Please rewrite the rows starting with the row that contains "Target: khaki uniform shirt" and going on through the last row, shifting every point coordinate in the answers by adding 98 to each number. Keep all the other rows in that stretch unchanged.

## Start SUPPLIED ENTRIES

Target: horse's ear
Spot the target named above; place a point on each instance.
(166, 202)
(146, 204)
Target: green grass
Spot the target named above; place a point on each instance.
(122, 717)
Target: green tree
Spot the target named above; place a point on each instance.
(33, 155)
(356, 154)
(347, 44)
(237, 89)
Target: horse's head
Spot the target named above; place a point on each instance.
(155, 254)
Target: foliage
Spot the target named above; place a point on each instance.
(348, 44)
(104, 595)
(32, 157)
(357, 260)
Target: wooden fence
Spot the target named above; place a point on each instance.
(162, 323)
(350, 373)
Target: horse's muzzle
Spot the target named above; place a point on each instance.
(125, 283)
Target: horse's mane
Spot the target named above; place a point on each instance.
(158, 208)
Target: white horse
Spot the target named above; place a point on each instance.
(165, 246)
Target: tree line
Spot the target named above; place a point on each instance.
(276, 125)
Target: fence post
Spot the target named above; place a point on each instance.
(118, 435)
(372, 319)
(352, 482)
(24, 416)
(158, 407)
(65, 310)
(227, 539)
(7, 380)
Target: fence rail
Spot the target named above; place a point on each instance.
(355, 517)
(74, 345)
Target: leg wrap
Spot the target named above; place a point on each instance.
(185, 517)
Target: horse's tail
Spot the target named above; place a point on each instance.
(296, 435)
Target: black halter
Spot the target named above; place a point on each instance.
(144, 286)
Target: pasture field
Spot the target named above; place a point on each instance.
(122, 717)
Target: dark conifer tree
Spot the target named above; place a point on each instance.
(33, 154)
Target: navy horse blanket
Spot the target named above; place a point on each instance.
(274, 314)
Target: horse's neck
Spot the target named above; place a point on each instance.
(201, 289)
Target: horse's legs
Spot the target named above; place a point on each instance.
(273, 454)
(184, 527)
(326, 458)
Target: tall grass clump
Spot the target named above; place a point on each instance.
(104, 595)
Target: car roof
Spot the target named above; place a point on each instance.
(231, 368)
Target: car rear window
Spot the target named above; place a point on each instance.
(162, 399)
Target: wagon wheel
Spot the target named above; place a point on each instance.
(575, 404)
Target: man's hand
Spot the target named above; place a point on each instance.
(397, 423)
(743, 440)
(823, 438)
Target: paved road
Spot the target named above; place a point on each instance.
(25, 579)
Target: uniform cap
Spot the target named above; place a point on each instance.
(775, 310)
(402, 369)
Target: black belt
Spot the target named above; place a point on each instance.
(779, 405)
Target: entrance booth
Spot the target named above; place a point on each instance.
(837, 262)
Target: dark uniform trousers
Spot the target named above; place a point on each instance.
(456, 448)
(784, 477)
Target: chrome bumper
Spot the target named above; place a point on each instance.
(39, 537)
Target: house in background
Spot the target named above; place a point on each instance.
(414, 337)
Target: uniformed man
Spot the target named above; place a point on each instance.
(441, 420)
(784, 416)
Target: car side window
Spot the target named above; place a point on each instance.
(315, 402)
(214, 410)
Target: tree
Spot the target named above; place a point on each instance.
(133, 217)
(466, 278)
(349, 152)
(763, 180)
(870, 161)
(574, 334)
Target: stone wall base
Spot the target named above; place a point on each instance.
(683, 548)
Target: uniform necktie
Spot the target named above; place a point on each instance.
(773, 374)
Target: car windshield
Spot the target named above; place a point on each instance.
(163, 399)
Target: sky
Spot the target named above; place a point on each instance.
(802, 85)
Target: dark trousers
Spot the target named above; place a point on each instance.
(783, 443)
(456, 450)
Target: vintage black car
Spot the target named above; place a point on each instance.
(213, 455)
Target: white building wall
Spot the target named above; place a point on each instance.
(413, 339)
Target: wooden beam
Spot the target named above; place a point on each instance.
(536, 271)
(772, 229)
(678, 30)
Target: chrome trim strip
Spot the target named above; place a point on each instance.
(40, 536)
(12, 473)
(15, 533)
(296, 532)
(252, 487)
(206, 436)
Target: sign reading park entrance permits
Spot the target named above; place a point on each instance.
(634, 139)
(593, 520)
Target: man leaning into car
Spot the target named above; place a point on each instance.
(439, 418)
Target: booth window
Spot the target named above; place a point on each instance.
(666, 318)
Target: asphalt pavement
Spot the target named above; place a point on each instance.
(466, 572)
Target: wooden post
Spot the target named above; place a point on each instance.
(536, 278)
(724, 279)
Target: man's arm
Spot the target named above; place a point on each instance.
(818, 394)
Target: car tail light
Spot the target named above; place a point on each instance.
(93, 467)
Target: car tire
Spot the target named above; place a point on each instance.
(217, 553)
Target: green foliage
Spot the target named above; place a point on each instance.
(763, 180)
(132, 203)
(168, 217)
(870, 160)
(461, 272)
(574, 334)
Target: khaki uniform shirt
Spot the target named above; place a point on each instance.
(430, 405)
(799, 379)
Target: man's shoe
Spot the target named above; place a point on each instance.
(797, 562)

## End SUPPLIED ENTRIES

• _OUTPUT OF THE TASK_:
Target: khaki uniform shirt
Spot the target named above; place a point on each instance.
(528, 503)
(897, 477)
Target: man's shoe
Spot the target named above; place a point on each instance.
(895, 660)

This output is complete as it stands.